- **Consigne 1**: Dans les enregistrements, renommez « underside » en « deck » dans les lignes allant de celle qui contient « Task: indicate the bridge » jusqu'à la fin des enregistrements, les deux bornes incluses. Redonnez ces lignes, sans autre changement.

======== Extrait de page

«La chromophobie se manifeste dans les tentatives nombreuses et variées d'éliminer la couleur dans la culture, de dévaluer la couleur, de diminuer son importance, de nier sa complexité.» Cette phrase de David Batchelor coiffe l'exposition actuelle de la galerie Gagosian genevoise, intitulée comme de juste «Chromophobia».
On pourrait penser que cette définition, due à un artiste anglais de 59 ans, s'applique à la seule création contemporaine. Il n'en est bien sûr rien. Des arts comme la gravure ou le dessin se révèlent en majorité chromophobiques (osons l'adjectif!). La photographie en noir et blanc l'est résolument, puisque le 8 e art utilise aujourd'hui essentiellement la couleur, au risque assumé de faire «chromo». Quant à la peinture, elle s'est parfois contentée de grisailles. Pensez aux volets extérieurs des retables du XVe siècle, aux scènes de marine hollandaises réalisées à la manière d'estampes ou à certaines esquisses rococo (1).
Minimalisme et abstraction
Il n'y a bien sûr rien de tout ça dans la galerie, qui occupe à Longemalle un appartement de poche, dont le corridor n'est pas plus grand que le vôtre ou le mien. L'absence de rouge, de bleu ou de jaune (il y en effet un peu de vert foncé sur une sculpture de Davide Balula) se combine ici avec des minimalismes en tous genre. Aucune figuration donc, même si Gerhard Richter a récemment donné de nombreuses peintures dans les gris. Aucune abstraction lyrique non plus. Un purisme les remplace, flirtant parfois avec le vide. Il y a ainsi un Olivier Mosset tout en hauteur de 2010 qui se distingue assez mal de son mur porteur. Le tableau reste tout blanc.
Peu de pièces bien sûr se voient présentés. Si l'art contemporain demeure fortement minimal, ses dimensions tendent à devenir maximales. Avec ses deux mètres sur deux, le beau dessin de Richard Serra semble presque petit pour le sculpteur américain. Il a pourtant fallu couvrir une assez longue période de production. Il reste en effet difficile de parler de chromophobie sans commencer avec un «Achrome» de Piero Manzoni. L'Italien est mort à 29 ans, en 1963. La pièce ici proposée date donc de 1958. Décédé en 1965, David Smith méritait aussi un détour. Le sculpteur états-unien se voit représenté par une oeuvre sur papier de 1955.
Le fil de décennies
Sur ces bases solides, il devenait facile de construire. L'italienne Dadamaino et le Bernois Olivier Mosset (qui ressemble aujourd'hui au Moïse de Michel-Ange, version motard, vu sa grande barbe blanche) rappellent en compagnie de Robert Ryman les années 70. Christopher Wool renvoie à la décennie suivante. Avec Rachel Whiteread, dont la galerie propose un objet métallique évoquant pour le profane un vase à fleurs, le millénaire nouveau se voit franchi. Il n'y a plus qu'à compléter avec ce qui se fait aujourd'hui, d'Alain Charlton à Sterling Ruby. C'est un peu la même chose, en fait. Le minimalisme décoloré a forcément tendance à se ressembler.

================
======== Données fournies

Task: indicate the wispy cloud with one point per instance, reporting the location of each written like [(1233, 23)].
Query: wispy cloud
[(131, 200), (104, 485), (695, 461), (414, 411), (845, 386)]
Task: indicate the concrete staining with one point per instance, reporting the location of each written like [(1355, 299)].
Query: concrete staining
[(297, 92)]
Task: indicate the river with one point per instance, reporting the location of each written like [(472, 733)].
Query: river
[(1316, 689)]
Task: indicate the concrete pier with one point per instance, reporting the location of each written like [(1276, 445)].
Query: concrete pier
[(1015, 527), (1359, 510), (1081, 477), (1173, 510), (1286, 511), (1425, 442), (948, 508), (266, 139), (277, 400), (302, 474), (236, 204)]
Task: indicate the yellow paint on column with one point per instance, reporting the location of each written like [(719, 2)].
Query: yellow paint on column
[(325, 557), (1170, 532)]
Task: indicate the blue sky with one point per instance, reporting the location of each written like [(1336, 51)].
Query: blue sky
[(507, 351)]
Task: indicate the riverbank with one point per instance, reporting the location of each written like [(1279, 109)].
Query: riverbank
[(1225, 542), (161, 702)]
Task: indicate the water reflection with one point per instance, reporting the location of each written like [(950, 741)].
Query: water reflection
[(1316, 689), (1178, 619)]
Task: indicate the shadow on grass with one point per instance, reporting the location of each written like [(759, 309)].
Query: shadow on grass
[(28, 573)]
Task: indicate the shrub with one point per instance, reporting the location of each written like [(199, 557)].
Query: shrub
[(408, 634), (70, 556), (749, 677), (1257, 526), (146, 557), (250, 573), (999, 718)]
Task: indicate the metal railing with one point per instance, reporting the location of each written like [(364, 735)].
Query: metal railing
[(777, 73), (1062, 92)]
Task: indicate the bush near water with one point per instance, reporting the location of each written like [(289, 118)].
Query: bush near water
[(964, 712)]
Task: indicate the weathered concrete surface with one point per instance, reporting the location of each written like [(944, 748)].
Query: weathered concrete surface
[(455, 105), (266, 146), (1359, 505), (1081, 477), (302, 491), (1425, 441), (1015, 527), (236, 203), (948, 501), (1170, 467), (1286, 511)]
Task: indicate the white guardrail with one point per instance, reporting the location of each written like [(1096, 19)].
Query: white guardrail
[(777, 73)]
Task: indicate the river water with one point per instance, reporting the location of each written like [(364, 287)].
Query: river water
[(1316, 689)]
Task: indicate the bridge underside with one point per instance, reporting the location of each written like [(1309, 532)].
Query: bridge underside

================

- **Consigne 2**: Écrivez la suite de l'article sur l'exposition « Chromophobia ».

- **Réponse 1**:
Task: indicate the bridge deck with one point per instance, reporting the location of each written like [(1309, 532)].
Query: bridge deck

- **Réponse 2**:
Qu'on apprécie ou non cette forme d'art, dont l'apparente pauvreté s'adresse en réalité à une clientèle très riche, l'exposition se révèle réussie. Ma préférence personnelle irait à deux petits dessins de Steven Parrino, mais tout demeure affaire de goût. Précisons que c'est sans doute la dernière fois que Gagosian Genève présente un accrochage en appartement. Au rez-de-chaussée, les travaux avancent. Le le local devrait être prêt au printemps. La multinationale aura alors pignon sur rue. La chose atténuera sans doute les timidités. Pour l'instant, il faut sonner à l'extérieur. On vous ouvre. Personne vous demande de montrer patte blanche (même si le blanc est achrome). Les gens de la succursale genevoise sont très gentils. Ils ne demandent à fait qu'à recevoir de la visite.
(1) L'historien Michel Pastoureau, auteur notamment de «Noir», explique cependant que le blanc et le noir étaient jadis considérés comme des couleurs. Les Anciens ne percevaient en en revanche pas le vert comme tel.
Pratique
«Chromophobia», galerie Gagosian, 19, place Longemalle, Genève, jusqu'au 27 mars. Tél. 022 319 36 19, site www.gagosian.com Ouvert du lundi au vendredi de 11h à 19h. Photo (Catherine Fiaux): Olivier Mosset dans les années 1970, alors qu'il peignait quelque 200 cibles avec un petit cercle noir dans un grand tableau blanc.
Prochaine chronique le dimanche 1er mars. Un livre très pessimiste parle de la situation actuelle des conservateurs de musée .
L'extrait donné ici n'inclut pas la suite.